**TRAVAIL À FAIRE:**
**1.** Traduisez en anglais cette phrase de l'extrait ci-dessous : « En littérature le seul fait de nommer la chose la fait exister. »
**2.** Répondez brièvement à ces questions sur l'extrait ci-dessous.
(a) Connaîtra-t-on un jour la fin de l'histoire des amours de Jacques ?
(b) À quoi pense-t-on aussitôt quand on nous dit de ne surtout pas penser à un éléphant ?
(c) En quoi le récit explose-t-il dans les dernières pages de Jacques le fataliste ?
**3.** Écrivez la suite de l'extrait sur Jacques le fataliste, s'il vous plaît, en reprenant après sa dernière phrase.

*** EXTRAIT ***

Jacques le fataliste et son maître, de Denis Diderot
1) On ne connaitra évidemment jamais la fin de l’histoire des amours de Jacques (elles ne seront jamais écrites et l’on comprend bien que Diderot n’en avait aucune intention).
2) Et pourtant dans cette absence de récit mille autre choses sont racontées. Car des aventures de Jacques, toutes les options se réalisent. À en croire notre narrateur rien ne nous le garantit ; et pourtant si. Car nous sommes en littérature, c’est-à-dire sous un régime discursif spécifique, où il ne s’agit pas tant de dire le vrai que de raconter. En littérature le seul fait de nommer la chose la fait exister. Pas forcément advenir dans le récit en tant qu’étape – rouage – vers son issue, mais simplement être. On connaît l’expérience : si je vous dis de ne surtout pas penser à un éléphant, vous penserez aussitôt à un éléphant. C’est le pouvoir non du gospel ni de l’au-revoir mais du langage dont il ne nous a pas échappé qu’use la littérature. Le mot fait toujours apparaître ce dont il parle (avec une qualité et une intensité autres que celles de l’image mais cela j’en ai déjà parlé).
Ici, Jacques et son maître ont donc à la fois couché dans un bordel, vécu de peu parmi de pauvres gens d’église et se sont « enivrés d’excellents vins, ont fait grande chère » à s’en rendre malades, peut-être même en une seule nuit. Ils auront fait tout cela à la fois, quoique ne l’ayant pas fait. Car on les voit le faire – les mots les imaginent pour nous – et cela suffit. Or nous n’en demandons pas plus. Ce qui fut écrit a été. A été dans notre esprit, certes. Mais qu’est-ce que la fiction sinon ce qui a été dans notre esprit ? Le narrateur se joue de nous et des automatismes de la pensée.
3) Ainsi dans les dernières pages de Jacques le fataliste le récit explose-t-il en un grand feu d’artifice. Il reste un récit, mais ce récit change de nature : désormais il est subdivisé, comme désépaissi. Des personnages secondaires émergent les uns après les autres, des situations contradictoires se découpent en tranches et se superposent. Un peu à la manière d’une grande et belle plante qu’on découperait en boutures, la fiction se (re- et sur-)charge mais uniquement de ses potentialités. Le récit, déjà fruit de l’imagination d’un auteur, devient pure suggestion. Un possible au carré.

*** DONNÉES RECUEILLIES ***

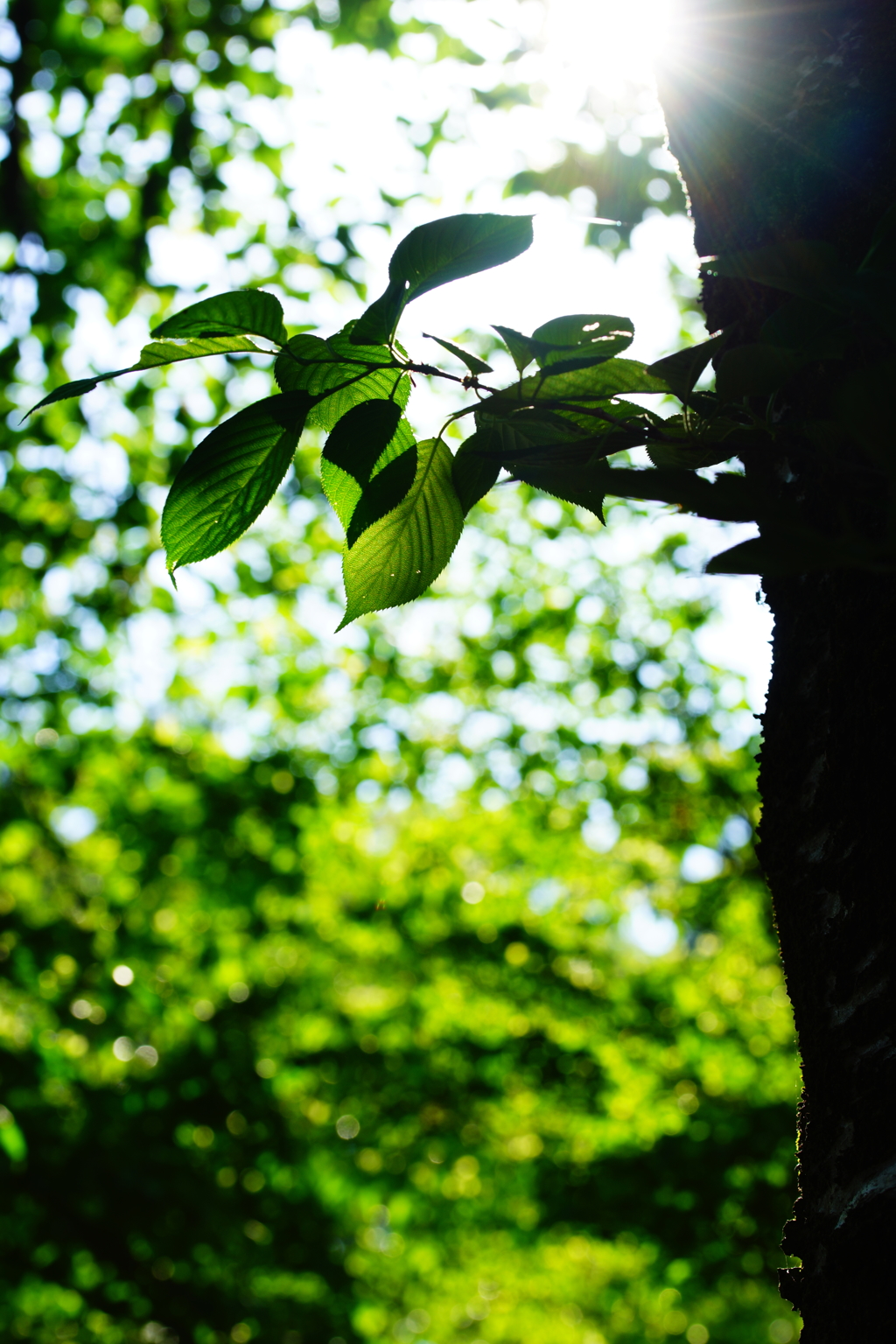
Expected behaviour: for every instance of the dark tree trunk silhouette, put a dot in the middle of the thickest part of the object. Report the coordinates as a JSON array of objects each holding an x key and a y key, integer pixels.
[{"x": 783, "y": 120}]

***

**RÉPONSES:**
**1.** In literature, the mere act of naming a thing makes it exist.

**2.**
(a) Non, elle ne sera jamais écrite.
(b) À un éléphant.
(c) En un grand feu d'artifice.

**3.**
Sans se déliter tout à fait, il perd en effectivité ; mais en même temps, c’est par cet éclatement joyeux que la fiction s’affirme en tant que telle. C’est comme le menteur qui, en nous disant qu’il nous ment, devient aussitôt une chose et son contraire ; ici, avec cette liste fantasque de toutes les péripéties envisageables, la fiction perd de sa puissance de narration (puisqu’on ignore tout de même ce qui est vraiment arrivé, et est privé dans la foulée du récit des amours de Jacques) tout en activant et renforçant la machine à imaginaire.
4) Tout se terminera, y compris pour le narrateur qui parle à la première personne (cf note), dans une totale acceptation de ce qui peut advenir. Il affirme sa confiance envers le récit ; confiance qui lui procure aussitôt une sérénité sans borne.
Pour le plaisir, j’ajoute les toutes dernières lignes du texte, qui montrent un Jacques pleinement satisfait de ce qui se passera par la suite, quelle que soit cette suite que de toute manière il ne maîtrise pas.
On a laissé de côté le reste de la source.